■ DIRECTION ■
Extract every line of the records below that contains the string "tree".

■ GIVEN RECORDS ■
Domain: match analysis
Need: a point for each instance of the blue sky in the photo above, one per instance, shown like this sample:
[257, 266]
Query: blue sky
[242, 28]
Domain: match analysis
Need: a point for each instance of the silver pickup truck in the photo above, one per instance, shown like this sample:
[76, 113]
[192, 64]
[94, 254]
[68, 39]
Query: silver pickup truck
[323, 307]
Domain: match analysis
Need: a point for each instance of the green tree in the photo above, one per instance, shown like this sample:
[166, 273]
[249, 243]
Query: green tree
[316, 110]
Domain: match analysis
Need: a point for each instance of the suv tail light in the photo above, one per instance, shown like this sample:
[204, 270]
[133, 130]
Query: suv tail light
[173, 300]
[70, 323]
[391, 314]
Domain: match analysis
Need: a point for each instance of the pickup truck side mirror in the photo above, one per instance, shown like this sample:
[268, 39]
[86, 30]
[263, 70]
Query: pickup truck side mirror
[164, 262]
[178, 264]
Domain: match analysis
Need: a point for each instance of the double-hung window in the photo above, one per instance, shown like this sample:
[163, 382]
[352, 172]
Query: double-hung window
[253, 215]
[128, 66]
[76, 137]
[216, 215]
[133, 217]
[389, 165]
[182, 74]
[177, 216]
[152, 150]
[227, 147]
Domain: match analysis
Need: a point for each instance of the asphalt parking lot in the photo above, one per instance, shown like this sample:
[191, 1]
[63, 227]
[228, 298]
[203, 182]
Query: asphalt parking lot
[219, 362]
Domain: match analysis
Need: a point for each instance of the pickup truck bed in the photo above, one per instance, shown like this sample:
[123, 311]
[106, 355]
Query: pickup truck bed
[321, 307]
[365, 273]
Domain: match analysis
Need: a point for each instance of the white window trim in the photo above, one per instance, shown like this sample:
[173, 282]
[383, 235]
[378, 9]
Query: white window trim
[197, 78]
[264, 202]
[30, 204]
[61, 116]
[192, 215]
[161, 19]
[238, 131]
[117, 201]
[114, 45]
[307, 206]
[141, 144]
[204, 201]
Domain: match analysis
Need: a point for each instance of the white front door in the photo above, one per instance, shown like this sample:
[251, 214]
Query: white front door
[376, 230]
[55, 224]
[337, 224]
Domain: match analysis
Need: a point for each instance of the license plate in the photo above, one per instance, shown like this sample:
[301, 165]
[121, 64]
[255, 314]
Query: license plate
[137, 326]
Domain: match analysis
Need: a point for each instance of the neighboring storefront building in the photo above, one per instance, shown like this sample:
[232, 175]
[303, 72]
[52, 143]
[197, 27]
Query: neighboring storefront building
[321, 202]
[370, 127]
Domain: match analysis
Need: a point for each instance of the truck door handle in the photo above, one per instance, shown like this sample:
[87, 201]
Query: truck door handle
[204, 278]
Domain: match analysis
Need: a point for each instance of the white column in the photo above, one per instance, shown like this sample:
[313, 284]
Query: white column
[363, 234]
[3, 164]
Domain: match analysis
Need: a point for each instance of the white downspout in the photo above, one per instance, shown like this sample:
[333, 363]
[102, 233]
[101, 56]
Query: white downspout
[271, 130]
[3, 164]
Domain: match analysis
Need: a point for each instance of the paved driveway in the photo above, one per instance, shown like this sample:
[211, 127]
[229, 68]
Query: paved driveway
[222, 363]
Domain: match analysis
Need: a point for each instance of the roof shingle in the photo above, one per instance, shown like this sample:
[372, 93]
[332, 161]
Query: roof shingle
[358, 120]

■ TASK ANSWER ■
Need: a point for each instance of the green tree in the photo above, one per instance, shown like this sample:
Query: green tree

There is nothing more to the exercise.